__CONSIGNE__: Réécrivez le passage de l'article sur le report des loyers allant de « La demande de report du » jusqu'à « situation des entreprises. » inclus, en remplaçant « bailleur » par « propriétaire ».

REPORT DES LOYERS : DES CLÉS POUR VOUS Y AIDER - La Semaine Vétérinaire n° 1851 du 24/04/2020
La Semaine Vétérinaire n° 1851 du 24/04/2020

FINANCES

ENTREPRISE

Auteur(s) : JACQUES NADEL

La demande de report du paiement des loyers n’est pas gagnée. Pour en bénéficier, cela risque d’être compliqué si le bailleur ne fait pas preuve de solidarité et de bienveillance à votre égard. Néanmoins, des solutions existent.

À compter du 26 mars 2020 et jusqu’à la fin de l’état d’urgence sanitaire, les dirigeants impactés par la crise peuvent demander à leur bailleur (institutionnel ou privé) de bénéficier du report ou de la suspension du loyer, ainsi que des charges liées au bail. À la reprise de l’activité, ils feront l’objet de différés de paiement ou d’étalements sans pénalité ni intérêt de retard adaptés à la situation des entreprises.

Pour profiter du report des loyers, les cliniques vétérinaires doivent pouvoir postuler au fonds de solidarité dont les conditions d’éligibilité sont très restrictives (chiffre d’affaires inférieur à 1 million d’euros, bénéfice annuel imposable inférieur à 60 000 €, perte de chiffre d’affaires d’au moins 50 % au mois de mars 2020 par rapport à mars 2019, effectif de moins de 10 salariés), ces critères étant cumulatifs. Pour les rares cliniques éligibles au fonds de solidarité, la demande de report des loyers doit être faite au bailleur par lettre recommandée avec accusé de réception (LRAR), accompagnée des documents justifiant l’application de ce dispositif.

Que faire si l’on n’est pas expressément visé par ces mesures ? Pour rappel, en cas de non-paiement des loyers, le locataire se verra appliquer la clause résolutoire et, par conséquent, la résiliation du bail.

→ 1re solution : il est possible d’invoquer la force majeure (art. 1218 du Code civil). « Le cas de force majeur est peu reconnu, car il y a trois conditions qui sont difficiles à remplir, explique Élise Gadrey, de la direction technique juridique de Fiducial. La condition d’extériorité (l’épidémie échappe au contrôle du locataire), la condition d’imprévisibilité (le bail a été conclu avant l’apparition de l’épidémie) et la condition d’irrésistibilité (l’exécution du bail est rendue impossible). »

__LISTE DES DONNÉES__:
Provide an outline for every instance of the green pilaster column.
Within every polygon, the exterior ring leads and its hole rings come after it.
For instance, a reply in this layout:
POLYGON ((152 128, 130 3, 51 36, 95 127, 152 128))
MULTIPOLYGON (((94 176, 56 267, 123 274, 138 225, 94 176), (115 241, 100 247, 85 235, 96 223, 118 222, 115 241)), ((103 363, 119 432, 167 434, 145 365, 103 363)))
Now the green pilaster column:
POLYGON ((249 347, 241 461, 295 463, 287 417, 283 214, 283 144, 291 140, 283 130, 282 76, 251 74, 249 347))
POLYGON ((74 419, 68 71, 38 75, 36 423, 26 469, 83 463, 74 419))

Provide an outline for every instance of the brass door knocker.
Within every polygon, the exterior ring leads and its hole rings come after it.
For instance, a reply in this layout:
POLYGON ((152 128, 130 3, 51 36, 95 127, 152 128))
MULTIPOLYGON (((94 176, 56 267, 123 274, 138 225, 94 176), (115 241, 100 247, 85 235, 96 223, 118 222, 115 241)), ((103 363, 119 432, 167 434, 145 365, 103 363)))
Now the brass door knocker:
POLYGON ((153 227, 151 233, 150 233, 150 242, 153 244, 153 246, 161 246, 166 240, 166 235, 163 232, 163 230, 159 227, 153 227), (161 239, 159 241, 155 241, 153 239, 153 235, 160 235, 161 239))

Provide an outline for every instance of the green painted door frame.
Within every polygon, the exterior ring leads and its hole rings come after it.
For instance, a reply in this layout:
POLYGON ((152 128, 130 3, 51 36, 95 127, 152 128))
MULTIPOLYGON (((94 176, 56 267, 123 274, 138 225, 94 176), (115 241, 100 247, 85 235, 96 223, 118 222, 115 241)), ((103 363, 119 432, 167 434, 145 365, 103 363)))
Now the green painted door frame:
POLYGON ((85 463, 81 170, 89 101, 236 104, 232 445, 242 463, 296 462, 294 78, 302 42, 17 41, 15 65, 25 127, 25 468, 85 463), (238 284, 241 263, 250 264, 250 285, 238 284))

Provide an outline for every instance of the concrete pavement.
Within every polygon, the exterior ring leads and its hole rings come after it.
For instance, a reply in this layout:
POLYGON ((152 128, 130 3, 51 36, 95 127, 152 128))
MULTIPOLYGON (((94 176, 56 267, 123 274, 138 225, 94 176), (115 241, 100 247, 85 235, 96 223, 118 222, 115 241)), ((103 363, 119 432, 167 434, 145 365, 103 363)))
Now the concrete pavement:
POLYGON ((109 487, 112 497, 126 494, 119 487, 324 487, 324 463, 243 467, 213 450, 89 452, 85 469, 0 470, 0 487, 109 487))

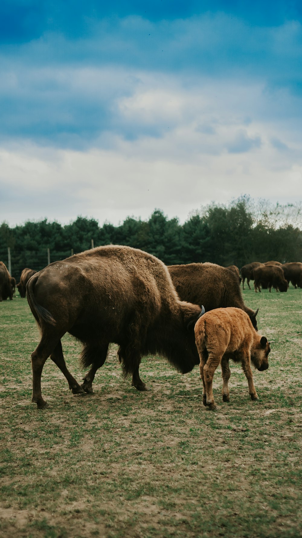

__RÉSULTAT__:
La demande de report du paiement des loyers n’est pas gagnée. Pour en bénéficier, cela risque d’être compliqué si le propriétaire ne fait pas preuve de solidarité et de bienveillance à votre égard. Néanmoins, des solutions existent.

À compter du 26 mars 2020 et jusqu’à la fin de l’état d’urgence sanitaire, les dirigeants impactés par la crise peuvent demander à leur propriétaire (institutionnel ou privé) de bénéficier du report ou de la suspension du loyer, ainsi que des charges liées au bail. À la reprise de l’activité, ils feront l’objet de différés de paiement ou d’étalements sans pénalité ni intérêt de retard adaptés à la situation des entreprises.